Work item:
For each line below that contains the string "small", copy that line.

(Extracted material)

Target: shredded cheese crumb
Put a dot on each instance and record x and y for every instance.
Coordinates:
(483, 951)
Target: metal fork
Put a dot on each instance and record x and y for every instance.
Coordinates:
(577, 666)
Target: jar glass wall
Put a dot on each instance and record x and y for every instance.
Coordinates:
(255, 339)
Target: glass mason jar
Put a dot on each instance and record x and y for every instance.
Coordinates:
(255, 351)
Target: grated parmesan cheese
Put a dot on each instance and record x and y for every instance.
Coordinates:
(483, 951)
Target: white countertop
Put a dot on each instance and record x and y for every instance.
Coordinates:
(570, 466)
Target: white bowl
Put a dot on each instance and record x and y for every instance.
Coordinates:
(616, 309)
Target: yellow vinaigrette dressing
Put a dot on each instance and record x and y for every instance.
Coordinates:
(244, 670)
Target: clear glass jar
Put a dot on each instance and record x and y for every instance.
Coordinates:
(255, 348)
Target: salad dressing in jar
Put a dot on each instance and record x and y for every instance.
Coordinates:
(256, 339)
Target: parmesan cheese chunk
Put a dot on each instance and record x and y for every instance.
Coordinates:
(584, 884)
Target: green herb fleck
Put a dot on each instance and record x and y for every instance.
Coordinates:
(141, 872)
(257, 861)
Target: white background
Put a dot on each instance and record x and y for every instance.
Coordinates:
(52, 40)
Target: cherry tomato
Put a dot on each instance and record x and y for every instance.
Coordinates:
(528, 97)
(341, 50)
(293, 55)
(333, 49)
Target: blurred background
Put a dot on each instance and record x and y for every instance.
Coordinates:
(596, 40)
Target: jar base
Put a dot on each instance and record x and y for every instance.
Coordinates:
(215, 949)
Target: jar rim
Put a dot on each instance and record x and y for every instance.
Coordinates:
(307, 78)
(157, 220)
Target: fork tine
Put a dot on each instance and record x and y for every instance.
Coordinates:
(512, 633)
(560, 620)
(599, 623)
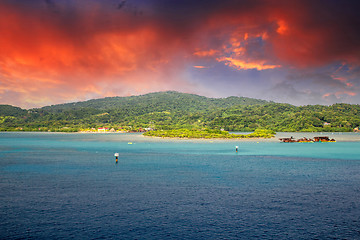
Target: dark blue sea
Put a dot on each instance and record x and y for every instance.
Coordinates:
(68, 186)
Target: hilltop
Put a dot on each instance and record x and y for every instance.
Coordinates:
(174, 110)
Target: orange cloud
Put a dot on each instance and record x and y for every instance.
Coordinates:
(243, 65)
(207, 53)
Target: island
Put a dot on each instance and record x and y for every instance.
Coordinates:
(208, 134)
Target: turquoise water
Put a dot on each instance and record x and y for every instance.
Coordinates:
(69, 186)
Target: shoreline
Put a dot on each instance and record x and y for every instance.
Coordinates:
(338, 136)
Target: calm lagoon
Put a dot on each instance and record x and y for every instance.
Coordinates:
(61, 186)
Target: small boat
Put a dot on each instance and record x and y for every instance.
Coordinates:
(323, 139)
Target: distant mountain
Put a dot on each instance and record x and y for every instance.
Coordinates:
(174, 110)
(158, 102)
(8, 110)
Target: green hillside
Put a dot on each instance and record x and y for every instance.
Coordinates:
(173, 110)
(157, 102)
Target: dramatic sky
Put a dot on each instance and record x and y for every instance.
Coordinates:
(295, 51)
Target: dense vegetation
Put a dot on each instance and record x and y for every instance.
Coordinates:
(208, 133)
(173, 110)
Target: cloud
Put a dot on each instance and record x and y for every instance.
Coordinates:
(239, 64)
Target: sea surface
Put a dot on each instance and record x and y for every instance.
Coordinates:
(68, 186)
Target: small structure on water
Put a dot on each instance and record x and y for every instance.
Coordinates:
(304, 139)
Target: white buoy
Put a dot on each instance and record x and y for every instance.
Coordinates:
(116, 157)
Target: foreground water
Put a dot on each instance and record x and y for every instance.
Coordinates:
(61, 186)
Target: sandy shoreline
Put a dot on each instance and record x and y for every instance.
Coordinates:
(338, 136)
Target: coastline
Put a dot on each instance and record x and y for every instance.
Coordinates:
(338, 136)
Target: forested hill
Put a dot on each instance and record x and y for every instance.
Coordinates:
(173, 110)
(157, 102)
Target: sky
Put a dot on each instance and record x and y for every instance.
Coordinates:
(299, 52)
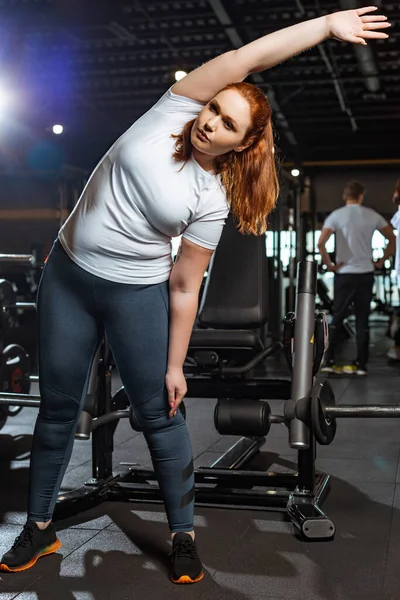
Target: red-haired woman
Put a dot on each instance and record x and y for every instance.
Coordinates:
(204, 148)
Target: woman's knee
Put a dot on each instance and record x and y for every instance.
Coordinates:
(58, 407)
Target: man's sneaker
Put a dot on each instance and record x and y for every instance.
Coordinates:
(331, 368)
(349, 369)
(186, 565)
(31, 544)
(361, 372)
(393, 353)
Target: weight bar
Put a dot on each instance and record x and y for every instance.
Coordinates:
(25, 260)
(20, 400)
(324, 412)
(24, 305)
(382, 411)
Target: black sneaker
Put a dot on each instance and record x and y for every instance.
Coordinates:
(31, 544)
(186, 565)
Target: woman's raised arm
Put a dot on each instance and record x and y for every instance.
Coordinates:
(355, 26)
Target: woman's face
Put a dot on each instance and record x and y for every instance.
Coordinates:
(222, 124)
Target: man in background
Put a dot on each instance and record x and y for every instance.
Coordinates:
(354, 226)
(394, 352)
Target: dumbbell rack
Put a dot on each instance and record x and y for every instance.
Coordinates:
(226, 483)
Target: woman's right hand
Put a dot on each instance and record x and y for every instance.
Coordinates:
(355, 26)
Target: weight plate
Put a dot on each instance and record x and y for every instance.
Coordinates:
(323, 427)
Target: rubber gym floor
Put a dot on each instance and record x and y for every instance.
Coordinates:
(120, 551)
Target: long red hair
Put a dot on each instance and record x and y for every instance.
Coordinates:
(250, 177)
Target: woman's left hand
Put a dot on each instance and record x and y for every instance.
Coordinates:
(177, 388)
(356, 26)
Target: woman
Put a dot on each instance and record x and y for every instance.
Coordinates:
(394, 352)
(205, 147)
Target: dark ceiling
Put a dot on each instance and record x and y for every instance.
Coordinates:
(96, 66)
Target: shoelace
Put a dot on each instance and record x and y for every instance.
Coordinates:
(25, 537)
(185, 548)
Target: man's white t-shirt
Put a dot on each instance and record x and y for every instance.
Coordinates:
(139, 197)
(396, 224)
(354, 226)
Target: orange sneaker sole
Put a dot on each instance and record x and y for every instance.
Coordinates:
(48, 550)
(187, 579)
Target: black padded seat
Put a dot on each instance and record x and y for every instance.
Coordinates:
(225, 338)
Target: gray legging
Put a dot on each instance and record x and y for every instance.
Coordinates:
(74, 310)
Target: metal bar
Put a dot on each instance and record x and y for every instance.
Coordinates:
(363, 410)
(303, 358)
(27, 260)
(20, 400)
(25, 305)
(115, 415)
(239, 454)
(224, 478)
(258, 388)
(253, 362)
(209, 497)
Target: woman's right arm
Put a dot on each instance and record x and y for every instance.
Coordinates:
(353, 26)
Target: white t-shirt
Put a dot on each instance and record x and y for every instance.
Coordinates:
(137, 199)
(354, 226)
(396, 224)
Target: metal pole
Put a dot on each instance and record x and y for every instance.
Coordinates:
(303, 357)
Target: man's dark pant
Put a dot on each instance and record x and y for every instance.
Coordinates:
(352, 288)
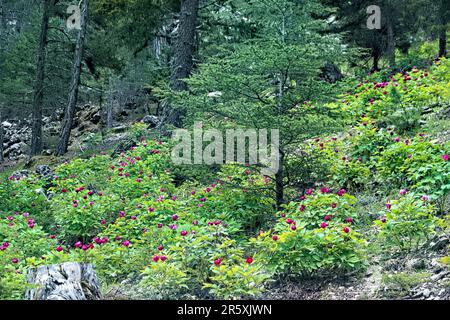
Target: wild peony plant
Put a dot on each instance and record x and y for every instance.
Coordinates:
(315, 235)
(407, 223)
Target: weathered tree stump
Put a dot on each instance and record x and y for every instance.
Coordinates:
(67, 281)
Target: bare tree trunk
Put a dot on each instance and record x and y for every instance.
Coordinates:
(279, 184)
(1, 137)
(443, 43)
(73, 95)
(185, 48)
(67, 281)
(36, 137)
(376, 59)
(109, 111)
(444, 12)
(390, 43)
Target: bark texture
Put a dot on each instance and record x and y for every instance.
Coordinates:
(183, 61)
(64, 138)
(38, 99)
(68, 281)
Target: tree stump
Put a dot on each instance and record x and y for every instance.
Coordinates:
(67, 281)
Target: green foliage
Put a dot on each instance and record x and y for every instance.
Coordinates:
(315, 236)
(408, 224)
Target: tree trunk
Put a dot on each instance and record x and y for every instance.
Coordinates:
(73, 95)
(109, 111)
(390, 43)
(376, 59)
(183, 61)
(443, 43)
(443, 19)
(67, 281)
(1, 138)
(36, 136)
(279, 184)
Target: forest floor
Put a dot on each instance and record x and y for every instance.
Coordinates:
(418, 276)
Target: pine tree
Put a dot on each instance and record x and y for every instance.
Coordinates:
(267, 81)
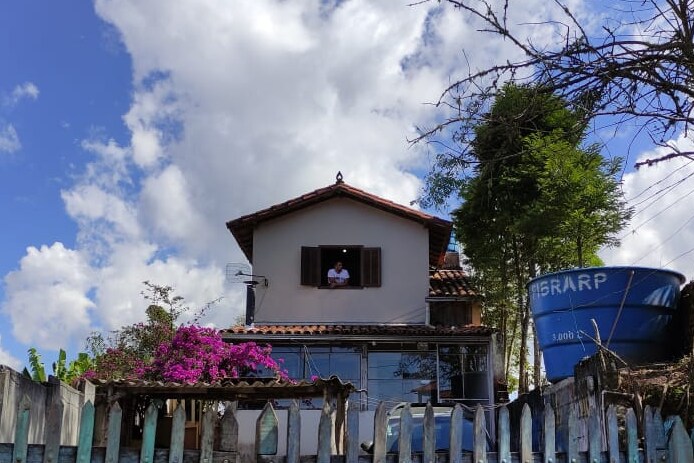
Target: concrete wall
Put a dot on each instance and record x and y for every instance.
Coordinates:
(404, 266)
(14, 385)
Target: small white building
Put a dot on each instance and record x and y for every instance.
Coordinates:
(405, 328)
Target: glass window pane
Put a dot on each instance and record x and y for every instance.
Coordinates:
(345, 366)
(384, 365)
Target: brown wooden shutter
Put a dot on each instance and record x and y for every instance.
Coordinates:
(371, 267)
(310, 266)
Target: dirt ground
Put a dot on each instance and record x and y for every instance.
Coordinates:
(668, 386)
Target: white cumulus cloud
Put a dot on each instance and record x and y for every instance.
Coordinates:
(238, 106)
(27, 90)
(7, 359)
(661, 232)
(48, 295)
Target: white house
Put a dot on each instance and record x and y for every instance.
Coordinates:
(404, 328)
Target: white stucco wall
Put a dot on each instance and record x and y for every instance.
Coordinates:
(404, 266)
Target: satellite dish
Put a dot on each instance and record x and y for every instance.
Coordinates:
(238, 272)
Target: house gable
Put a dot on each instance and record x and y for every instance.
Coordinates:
(347, 230)
(439, 230)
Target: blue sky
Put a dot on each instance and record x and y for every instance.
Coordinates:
(131, 131)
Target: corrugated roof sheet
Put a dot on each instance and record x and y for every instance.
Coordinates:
(439, 229)
(360, 330)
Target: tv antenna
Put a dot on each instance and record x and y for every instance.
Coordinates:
(238, 272)
(241, 273)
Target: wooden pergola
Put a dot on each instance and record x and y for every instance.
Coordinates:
(130, 393)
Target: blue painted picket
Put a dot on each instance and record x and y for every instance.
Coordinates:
(675, 446)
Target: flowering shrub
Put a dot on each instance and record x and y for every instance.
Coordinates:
(156, 350)
(193, 354)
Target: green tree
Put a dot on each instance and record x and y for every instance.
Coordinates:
(65, 372)
(536, 201)
(633, 65)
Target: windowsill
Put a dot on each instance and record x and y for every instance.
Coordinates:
(341, 287)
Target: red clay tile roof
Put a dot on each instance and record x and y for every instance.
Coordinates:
(450, 284)
(367, 331)
(439, 229)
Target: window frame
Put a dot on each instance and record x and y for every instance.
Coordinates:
(313, 268)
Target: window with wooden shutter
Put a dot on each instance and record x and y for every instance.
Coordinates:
(310, 266)
(363, 265)
(371, 267)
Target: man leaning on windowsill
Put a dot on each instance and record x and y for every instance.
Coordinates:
(337, 276)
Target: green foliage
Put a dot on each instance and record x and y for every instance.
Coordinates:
(537, 201)
(38, 370)
(65, 372)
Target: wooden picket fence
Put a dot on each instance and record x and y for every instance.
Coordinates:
(662, 441)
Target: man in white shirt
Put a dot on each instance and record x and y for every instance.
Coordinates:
(338, 276)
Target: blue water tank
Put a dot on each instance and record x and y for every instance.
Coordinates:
(632, 306)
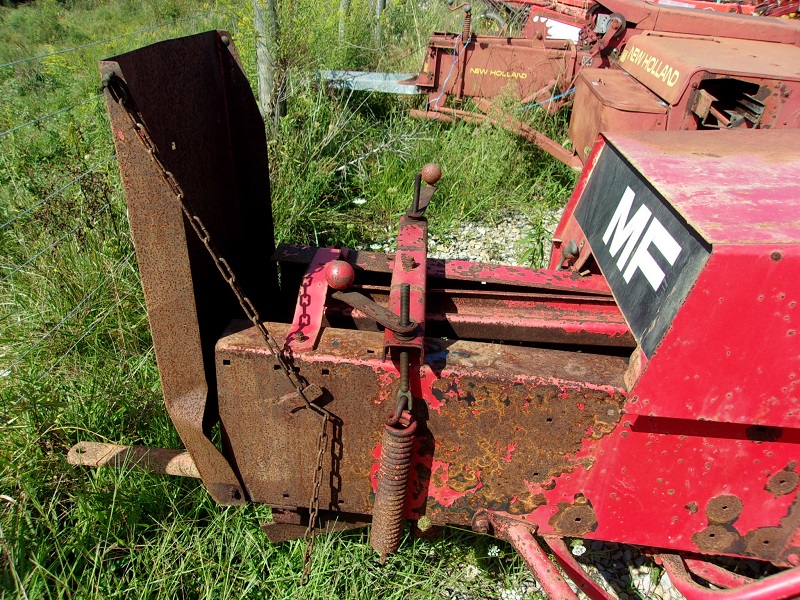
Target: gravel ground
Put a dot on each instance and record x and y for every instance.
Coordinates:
(506, 240)
(618, 569)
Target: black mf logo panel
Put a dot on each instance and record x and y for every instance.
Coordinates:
(647, 252)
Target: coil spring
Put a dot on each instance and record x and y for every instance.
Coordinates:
(397, 443)
(466, 31)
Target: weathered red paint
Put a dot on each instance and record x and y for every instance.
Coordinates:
(646, 73)
(310, 307)
(565, 428)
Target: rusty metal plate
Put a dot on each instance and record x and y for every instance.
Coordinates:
(197, 105)
(499, 420)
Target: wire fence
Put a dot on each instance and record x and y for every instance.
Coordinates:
(102, 42)
(66, 231)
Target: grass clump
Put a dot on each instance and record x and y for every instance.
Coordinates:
(77, 358)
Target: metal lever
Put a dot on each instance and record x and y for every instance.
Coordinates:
(376, 312)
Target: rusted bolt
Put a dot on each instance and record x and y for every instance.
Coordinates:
(340, 274)
(431, 173)
(482, 524)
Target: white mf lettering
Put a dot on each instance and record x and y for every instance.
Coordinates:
(627, 233)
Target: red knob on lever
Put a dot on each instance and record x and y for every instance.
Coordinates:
(340, 274)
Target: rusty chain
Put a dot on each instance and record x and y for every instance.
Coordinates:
(117, 87)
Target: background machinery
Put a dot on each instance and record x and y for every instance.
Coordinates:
(643, 389)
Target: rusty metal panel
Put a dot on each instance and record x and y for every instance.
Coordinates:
(611, 100)
(498, 419)
(666, 64)
(197, 105)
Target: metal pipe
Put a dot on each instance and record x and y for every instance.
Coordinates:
(540, 565)
(716, 574)
(156, 460)
(781, 586)
(574, 571)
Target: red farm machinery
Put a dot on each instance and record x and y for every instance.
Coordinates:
(626, 65)
(642, 390)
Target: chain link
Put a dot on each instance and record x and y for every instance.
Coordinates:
(120, 94)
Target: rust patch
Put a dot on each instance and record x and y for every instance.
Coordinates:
(766, 542)
(574, 520)
(782, 483)
(545, 425)
(723, 509)
(717, 538)
(527, 504)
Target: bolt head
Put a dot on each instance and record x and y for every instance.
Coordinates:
(431, 173)
(340, 274)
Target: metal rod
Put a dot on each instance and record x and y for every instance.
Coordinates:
(574, 571)
(781, 586)
(540, 565)
(716, 574)
(417, 188)
(405, 303)
(404, 371)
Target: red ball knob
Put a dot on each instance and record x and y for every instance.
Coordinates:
(340, 274)
(431, 173)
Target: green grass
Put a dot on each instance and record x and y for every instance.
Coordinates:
(77, 358)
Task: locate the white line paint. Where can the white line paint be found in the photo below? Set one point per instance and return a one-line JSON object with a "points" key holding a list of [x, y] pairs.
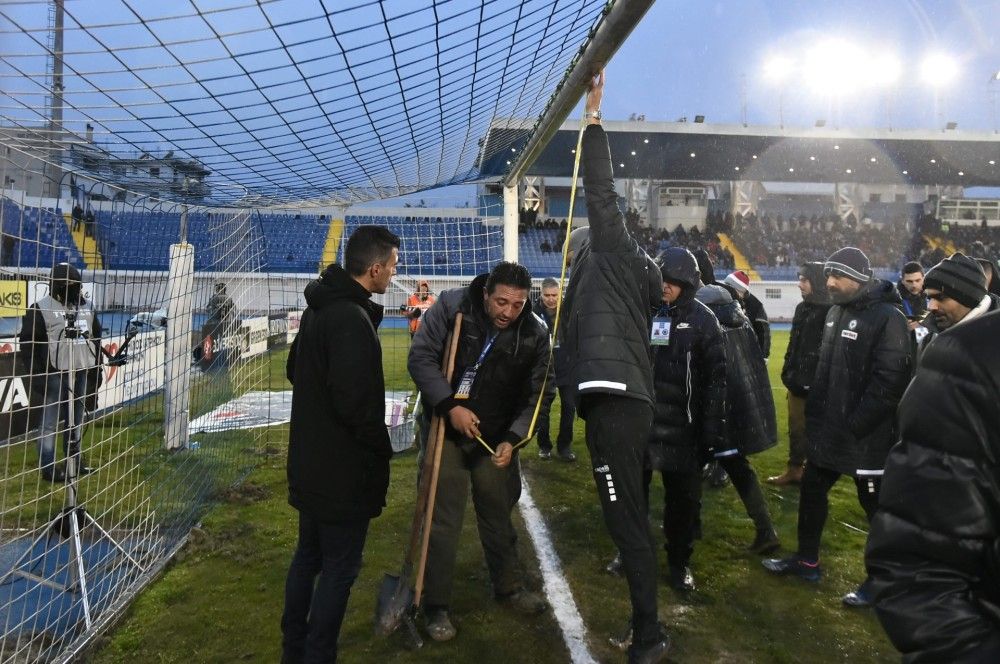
{"points": [[554, 582]]}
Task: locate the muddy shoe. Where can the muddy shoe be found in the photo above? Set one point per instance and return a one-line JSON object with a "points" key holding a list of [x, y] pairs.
{"points": [[438, 626], [525, 601]]}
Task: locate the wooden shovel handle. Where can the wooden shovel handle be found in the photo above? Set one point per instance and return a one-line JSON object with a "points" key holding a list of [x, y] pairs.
{"points": [[436, 469]]}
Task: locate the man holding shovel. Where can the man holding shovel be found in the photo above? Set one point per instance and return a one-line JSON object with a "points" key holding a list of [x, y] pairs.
{"points": [[338, 446], [500, 371]]}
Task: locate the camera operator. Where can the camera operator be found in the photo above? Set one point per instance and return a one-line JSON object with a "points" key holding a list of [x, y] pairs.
{"points": [[60, 345]]}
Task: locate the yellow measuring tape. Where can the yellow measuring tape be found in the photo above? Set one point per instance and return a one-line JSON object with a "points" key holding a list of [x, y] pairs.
{"points": [[562, 281]]}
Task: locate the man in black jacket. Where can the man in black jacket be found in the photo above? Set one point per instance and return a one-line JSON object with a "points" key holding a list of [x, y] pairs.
{"points": [[800, 364], [613, 290], [338, 445], [864, 367], [689, 374], [545, 307], [500, 373], [933, 553], [739, 282]]}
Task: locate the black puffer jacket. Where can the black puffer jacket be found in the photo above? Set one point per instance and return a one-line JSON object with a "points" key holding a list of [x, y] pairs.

(End Extracted material)

Result for this task:
Target: small boat
Target: small structure on water
Target: small white building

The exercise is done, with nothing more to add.